• Reading text:
# 4-String Baritone



## joshuallen (Oct 14, 2014)

I'm starting to plan my next guitar. I'm thinking of doing a 4-string baritone set up for BEAD tuning. Basically, take a 7 and throw away the high 3 strings (actually, I wast thinking of making a cigarbox-type guitar with the extra strings).

Design ideas so far:












The top one is similar to my last design. The bottom is a radical departure. No idea how practical it is. Trying to make an ergonomic guitar look more metal. Note the controls (volume knob, a couple of switches for the pickups) will be on the front edge, down far enough so they don't interfere with playing. THat's my plan anyway.


----------



## Prophetable (Oct 15, 2014)

A bass.


----------



## MaxOfMetal (Oct 15, 2014)

Reminds me of those old Schecter Celloblasters, extended scale 5-strings.


----------



## teamSKDM (Oct 17, 2014)

Very strange to say the least, why cut the range? Genuinely curious.


----------



## immortalx (Oct 17, 2014)

joshuallen said:


> The bottom is a radical departure. No idea how practical it is.



I don't care how practical it is. I want to see it get done!


----------



## Vrollin (Oct 17, 2014)

Borland has been rocking the 4 string baritone since 99, has always been a project I have wanted to tackle, I was always just going to mess with a cheapy bass and route to accept a guitar pup though


----------



## HurrDurr (Oct 17, 2014)

• Written request:
In the forum thread about the 4-string baritone, what tuning does joshuallen plan to use?

• Data segment:
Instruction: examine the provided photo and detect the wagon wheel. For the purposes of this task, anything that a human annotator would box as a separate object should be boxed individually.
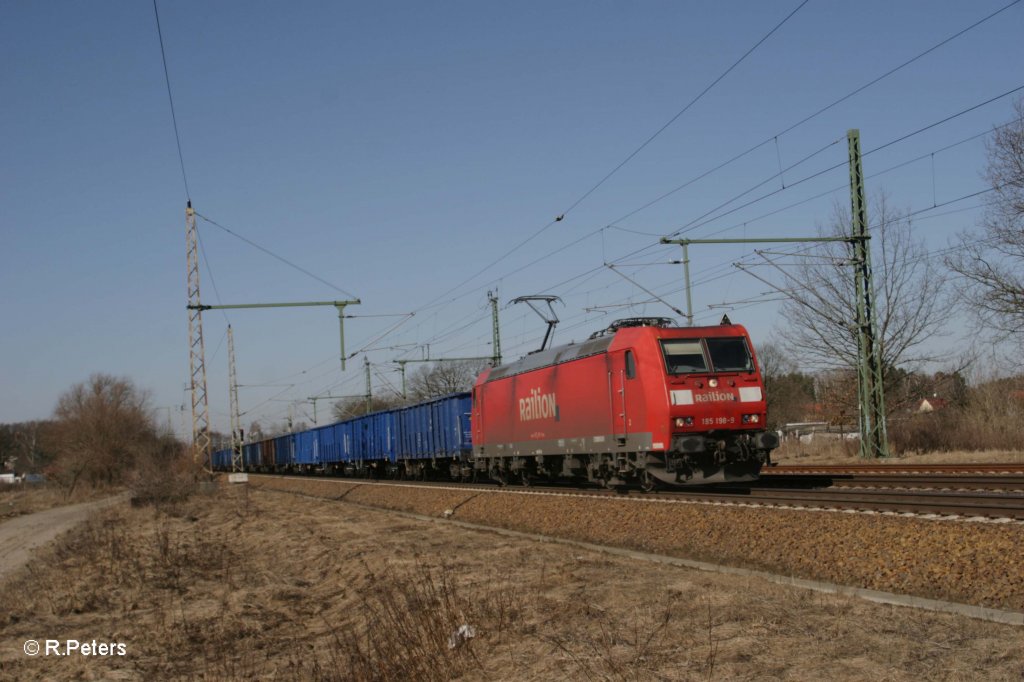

• The response:
BEAD tuning.